───── Records to use ─────

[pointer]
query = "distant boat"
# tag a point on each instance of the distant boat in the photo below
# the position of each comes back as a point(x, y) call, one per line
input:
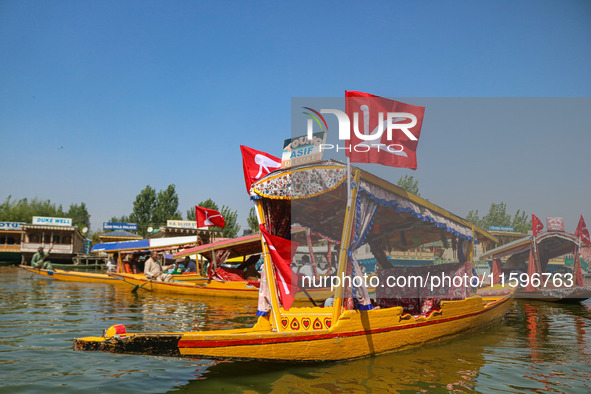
point(530, 255)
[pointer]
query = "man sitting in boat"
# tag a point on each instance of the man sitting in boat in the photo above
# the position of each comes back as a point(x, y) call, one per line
point(154, 269)
point(306, 268)
point(190, 266)
point(39, 259)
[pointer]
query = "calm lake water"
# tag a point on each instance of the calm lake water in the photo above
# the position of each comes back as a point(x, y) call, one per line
point(538, 347)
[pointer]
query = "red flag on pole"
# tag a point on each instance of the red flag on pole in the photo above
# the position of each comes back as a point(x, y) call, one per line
point(257, 164)
point(209, 217)
point(281, 251)
point(577, 269)
point(582, 232)
point(532, 268)
point(536, 225)
point(399, 125)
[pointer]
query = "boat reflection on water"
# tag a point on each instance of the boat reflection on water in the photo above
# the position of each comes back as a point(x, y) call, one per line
point(540, 345)
point(156, 311)
point(451, 365)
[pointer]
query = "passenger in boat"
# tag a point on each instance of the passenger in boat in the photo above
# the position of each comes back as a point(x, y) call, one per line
point(306, 268)
point(250, 265)
point(190, 266)
point(155, 271)
point(39, 259)
point(134, 263)
point(111, 266)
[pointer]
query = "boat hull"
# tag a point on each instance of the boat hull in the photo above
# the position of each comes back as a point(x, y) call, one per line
point(73, 276)
point(95, 277)
point(572, 295)
point(201, 288)
point(356, 334)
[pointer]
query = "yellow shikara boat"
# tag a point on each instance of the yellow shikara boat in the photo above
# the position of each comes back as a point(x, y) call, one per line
point(73, 276)
point(373, 214)
point(118, 248)
point(236, 250)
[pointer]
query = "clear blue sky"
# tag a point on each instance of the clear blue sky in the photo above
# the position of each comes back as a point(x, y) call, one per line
point(99, 99)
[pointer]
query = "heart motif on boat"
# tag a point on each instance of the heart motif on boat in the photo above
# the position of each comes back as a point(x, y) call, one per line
point(306, 322)
point(317, 324)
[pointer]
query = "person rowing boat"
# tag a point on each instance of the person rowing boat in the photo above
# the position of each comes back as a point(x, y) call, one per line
point(39, 261)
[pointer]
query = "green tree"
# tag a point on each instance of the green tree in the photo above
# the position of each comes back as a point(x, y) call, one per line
point(24, 209)
point(521, 222)
point(498, 216)
point(409, 184)
point(143, 207)
point(166, 206)
point(79, 215)
point(252, 220)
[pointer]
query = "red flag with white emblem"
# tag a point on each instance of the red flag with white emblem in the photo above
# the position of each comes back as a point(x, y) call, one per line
point(399, 125)
point(257, 164)
point(209, 217)
point(582, 232)
point(536, 225)
point(281, 251)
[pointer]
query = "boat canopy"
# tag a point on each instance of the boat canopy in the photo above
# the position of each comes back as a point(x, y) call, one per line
point(411, 220)
point(237, 247)
point(141, 244)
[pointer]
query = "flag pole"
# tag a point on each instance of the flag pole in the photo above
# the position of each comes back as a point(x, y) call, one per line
point(348, 182)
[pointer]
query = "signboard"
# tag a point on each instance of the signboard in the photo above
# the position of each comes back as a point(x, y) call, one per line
point(52, 221)
point(182, 224)
point(501, 228)
point(119, 226)
point(301, 150)
point(555, 224)
point(10, 226)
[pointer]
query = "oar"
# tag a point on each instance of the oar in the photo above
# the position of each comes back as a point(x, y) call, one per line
point(137, 287)
point(308, 295)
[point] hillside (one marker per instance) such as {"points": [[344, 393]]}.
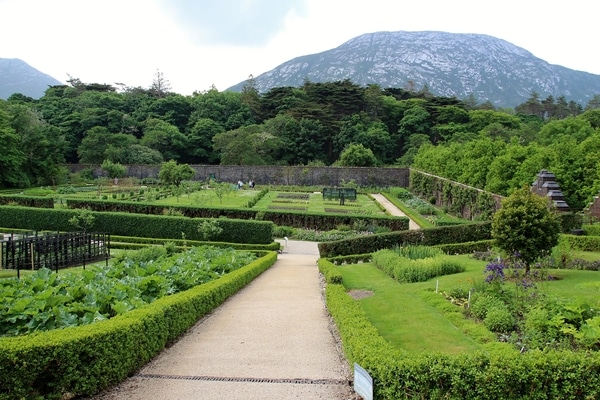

─────

> **What to work on**:
Can you rewrite the lines above as a numbered list, leaving out any blank lines and omitting the pictures?

> **Task answer**:
1. [pointer]
2. query = "distant boat"
3. # tag a point on each instance of the distant boat in the photo below
4. # the position of each comes back as a point(x, y) call, one per line
5. input:
6. point(530, 255)
7. [pointer]
8. query = "man sitting in boat"
9. # tag a point on each instance of the man sitting in boat in the photo above
10. # the position of each comes back as a point(x, y) call, one per line
11. point(154, 269)
12. point(306, 268)
13. point(190, 266)
14. point(39, 259)
15. [pointer]
16. query = "calm lake water"
17. # tag a point on each instance of the calm lake water in the photo above
18. # the position of each comes back as a point(x, y) call, one per line
19. point(538, 347)
20. [pointer]
21. query = "red flag on pole"
22. # tag a point on each instance of the red flag on pole in the photo above
23. # the position of each comes back as a point(x, y) call, one per line
24. point(257, 164)
25. point(209, 217)
26. point(281, 251)
27. point(577, 269)
28. point(582, 232)
29. point(532, 268)
30. point(536, 225)
31. point(399, 125)
32. [pointer]
33. query = "boat reflection on water"
34. # tag a point on each instance of the boat reflection on water in the photo above
35. # the position of each comes back as a point(x, y) call, one per line
36. point(540, 345)
37. point(156, 311)
38. point(451, 365)
39. [pointer]
40. query = "passenger in boat"
41. # tag a point on each instance of the passenger in boat in the photo above
42. # the position of each comes back as a point(x, y) call, one per line
43. point(306, 268)
44. point(250, 265)
45. point(190, 266)
46. point(155, 271)
47. point(39, 259)
48. point(134, 263)
49. point(111, 266)
50. [pointer]
51. query = "boat hull"
52. # tag a point on each instance of the boat hull in the photo above
53. # the position of each comes back as a point(x, y) call, one per line
54. point(73, 276)
55. point(95, 277)
56. point(572, 295)
57. point(201, 288)
58. point(356, 334)
59. [pointer]
60. query = "yellow shikara boat"
61. # tag a point on each instance of the yellow shikara boat in the photo above
62. # the position of each comes back as a point(x, y) call, one per line
63. point(73, 276)
64. point(373, 214)
65. point(118, 248)
66. point(236, 250)
67. [pointer]
68. query = "clear blue sky"
69. # tag a point on each instance of the clear blue sky in the photo above
70. # the position of each comes back as a point(x, y) call, one per line
71. point(99, 99)
72. [pointer]
73. query = "heart motif on boat"
74. # tag a point on each instance of the heart motif on boat in the photo above
75. # the position of each comes back as a point(x, y) call, one per line
76. point(306, 322)
77. point(317, 324)
78. [pointer]
79. query = "person rowing boat"
80. # tag a point on each instance of the person rowing boat in the photo above
81. # the position of each comes back as a point(x, y) call, one per line
82. point(39, 261)
83. [pointer]
84. query = "green tree"
85. # tag a point on each instance of the green tree in the photo above
86. # the position of each comes back as a point(x, y) call, one per line
87. point(24, 209)
88. point(521, 222)
89. point(498, 216)
90. point(409, 184)
91. point(143, 207)
92. point(166, 206)
93. point(79, 215)
94. point(252, 220)
95. [pointer]
96. query = "red flag with white emblem"
97. # tag a point on each instance of the red flag with white emblem in the photo above
98. # the position of each comes back as a point(x, y) call, one per line
99. point(399, 125)
100. point(257, 164)
101. point(209, 217)
102. point(582, 232)
103. point(536, 225)
104. point(281, 251)
105. [pointer]
106. query = "boat canopy"
107. # tag a point on each instance of the boat canopy in the photo above
108. # the position of each comes back as a point(x, y) call, one per line
109. point(411, 220)
110. point(237, 247)
111. point(141, 244)
112. [pointer]
113. query = "flag pole"
114. # tag a point on each instance of the flag pole in the photo above
115. # the position of each comes back as a point(x, y) call, one per line
116. point(348, 182)
117. [pointer]
118. query = "signboard"
119. # tag a point on each instance of the signboard in the photo above
120. # the position of each comes back as a point(x, y) call, one per line
121. point(52, 221)
122. point(182, 224)
123. point(501, 228)
124. point(119, 226)
125. point(301, 150)
126. point(555, 224)
127. point(10, 226)
128. [pointer]
129. query = "oar"
130. # tag a point on each instance of the oar in the photo above
131. # the position of each comes back as a point(x, y) call, one per line
132. point(137, 287)
133. point(308, 295)
134. [point] hillside (one marker per instance) such as {"points": [[344, 393]]}.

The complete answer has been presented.